Bella White is an artist I’ve had on my radar for some time now but haven’t properly written about yet. It’s a curious case, too, because while, at a glance, her 2020 debut Just Like Leaving seems to fit in well with albums from similar rising Appalachian upstarts like, say, Pony Bradshaw or Cole Chaney, there’s more involved here. She originates from Calgary, Alberta but her father is a Virginia native who played in bluegrass bands as she grew up, hence why there’s a certain ramshackle charm to that debut album (that I should have written about and would have, if not for the late timing).
Anyway, she’s now signed to Rounder Records to release her sophomore album, Among Other Things, and it’s immediately telling that there’s a more robust presentation and budget at play here compared to that more lo-fi debut. It also feels more fully formed as a whole, rooted less overtly in that Appalachian and bluegrass styling and expanded to include acoustic-driven Americana and country into the fold, all still with that same general ramshackle feel.
Granted, “feel” is the key word there, given that this does seem meant to play out as one cohesive statement. It’s reflected mostly in White’s offbeat, stream-of-consciousness-like delivery, but also in a lot of the ragged weariness evident in that delivery and the content itself. I’d call it youthful if there was much of a silver lining or greater fantasy at play here, but this is more realistic and disillusioned – an album aimed at a younger audience full of people that feel much older than they truly are. And I’m of two minds on that approach, because while this album’s general lack of groove, melodic flow, and compositional variety can make it blend together a bit too often and too quickly, there is a cohesive core and general weariness that can be alluring at its best.

- [Entries]
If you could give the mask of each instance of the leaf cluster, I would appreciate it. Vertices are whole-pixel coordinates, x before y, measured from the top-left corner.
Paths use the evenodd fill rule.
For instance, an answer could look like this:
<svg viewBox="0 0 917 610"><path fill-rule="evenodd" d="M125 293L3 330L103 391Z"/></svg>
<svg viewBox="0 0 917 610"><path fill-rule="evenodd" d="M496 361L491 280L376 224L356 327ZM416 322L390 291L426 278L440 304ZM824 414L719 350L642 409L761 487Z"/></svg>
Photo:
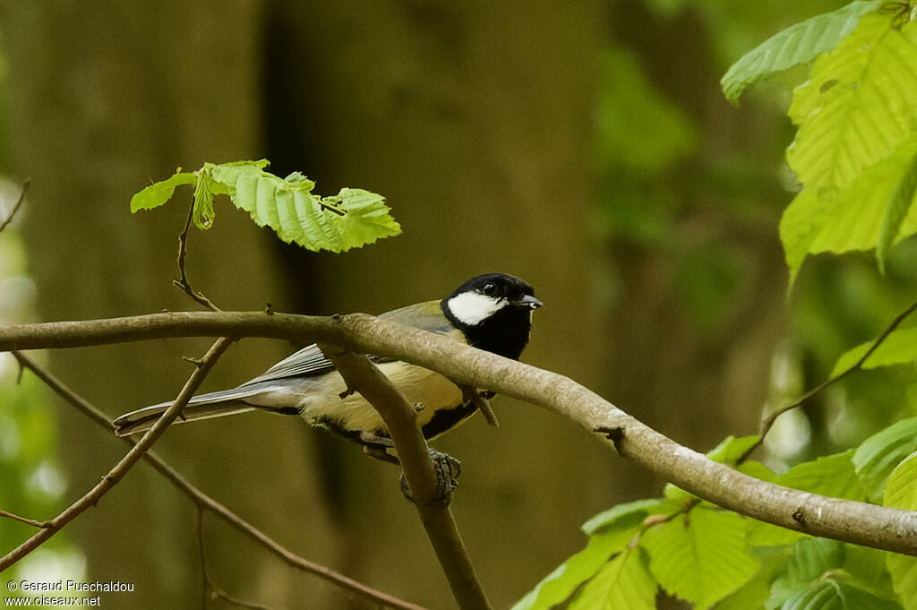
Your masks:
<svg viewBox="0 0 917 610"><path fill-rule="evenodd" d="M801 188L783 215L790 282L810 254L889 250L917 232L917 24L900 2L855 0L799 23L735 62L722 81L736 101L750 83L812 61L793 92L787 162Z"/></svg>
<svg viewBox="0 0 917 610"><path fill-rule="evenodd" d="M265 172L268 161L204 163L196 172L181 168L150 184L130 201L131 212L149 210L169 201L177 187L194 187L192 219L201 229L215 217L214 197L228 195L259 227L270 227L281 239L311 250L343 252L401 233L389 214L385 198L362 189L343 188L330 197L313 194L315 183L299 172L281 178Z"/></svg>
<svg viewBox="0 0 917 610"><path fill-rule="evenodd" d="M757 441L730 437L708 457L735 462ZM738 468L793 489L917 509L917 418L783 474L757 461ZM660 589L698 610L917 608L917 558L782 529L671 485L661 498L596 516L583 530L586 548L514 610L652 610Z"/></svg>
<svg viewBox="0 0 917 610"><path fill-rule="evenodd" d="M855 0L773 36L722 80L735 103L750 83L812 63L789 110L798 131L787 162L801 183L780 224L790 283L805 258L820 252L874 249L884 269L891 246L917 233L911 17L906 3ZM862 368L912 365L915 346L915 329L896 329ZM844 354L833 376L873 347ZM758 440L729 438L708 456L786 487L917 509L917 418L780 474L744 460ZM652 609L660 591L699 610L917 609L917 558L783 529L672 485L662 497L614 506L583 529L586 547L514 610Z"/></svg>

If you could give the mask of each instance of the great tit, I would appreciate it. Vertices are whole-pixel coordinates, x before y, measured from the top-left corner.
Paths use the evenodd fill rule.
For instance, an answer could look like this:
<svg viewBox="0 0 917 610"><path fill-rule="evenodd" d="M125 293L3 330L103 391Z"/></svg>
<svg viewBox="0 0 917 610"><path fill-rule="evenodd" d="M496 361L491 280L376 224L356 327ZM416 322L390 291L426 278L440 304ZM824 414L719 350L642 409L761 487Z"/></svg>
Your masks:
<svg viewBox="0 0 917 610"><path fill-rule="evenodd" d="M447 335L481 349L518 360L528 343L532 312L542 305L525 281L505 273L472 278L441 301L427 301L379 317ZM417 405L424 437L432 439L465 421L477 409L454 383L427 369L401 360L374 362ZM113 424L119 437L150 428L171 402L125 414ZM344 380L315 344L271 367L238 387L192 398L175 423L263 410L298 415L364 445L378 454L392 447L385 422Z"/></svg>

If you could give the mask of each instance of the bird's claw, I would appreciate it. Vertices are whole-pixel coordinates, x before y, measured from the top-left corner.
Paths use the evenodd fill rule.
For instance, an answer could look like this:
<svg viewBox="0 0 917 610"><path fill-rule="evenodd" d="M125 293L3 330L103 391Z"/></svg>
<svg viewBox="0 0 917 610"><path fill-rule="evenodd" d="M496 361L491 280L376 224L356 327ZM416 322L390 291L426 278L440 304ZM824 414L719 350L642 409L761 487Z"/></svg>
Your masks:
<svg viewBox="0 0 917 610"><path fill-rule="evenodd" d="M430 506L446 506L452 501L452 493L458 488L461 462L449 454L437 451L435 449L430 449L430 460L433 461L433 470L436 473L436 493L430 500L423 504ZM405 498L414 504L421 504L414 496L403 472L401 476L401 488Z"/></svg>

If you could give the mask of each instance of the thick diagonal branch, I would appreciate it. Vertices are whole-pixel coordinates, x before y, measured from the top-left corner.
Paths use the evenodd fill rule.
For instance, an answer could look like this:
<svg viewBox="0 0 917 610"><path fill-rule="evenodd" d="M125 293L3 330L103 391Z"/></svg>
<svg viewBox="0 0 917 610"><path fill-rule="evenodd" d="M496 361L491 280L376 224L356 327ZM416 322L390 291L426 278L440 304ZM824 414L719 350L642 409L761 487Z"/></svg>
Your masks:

- [Direction 1] In the Bella White review, which record label is releasing her sophomore album?
- [Direction 2] Return, word for word, the stretch of the Bella White review that opens with the words containing "Anyway, she’s now" and closes with "general ramshackle feel.".

- [Exercise response 1] Rounder Records

- [Exercise response 2]
Anyway, she’s now signed to Rounder Records to release her sophomore album, Among Other Things, and it’s immediately telling that there’s a more robust presentation and budget at play here compared to that more lo-fi debut. It also feels more fully formed as a whole, rooted less overtly in that Appalachian and bluegrass styling and expanded to include acoustic-driven Americana and country into the fold, all still with that same general ramshackle feel.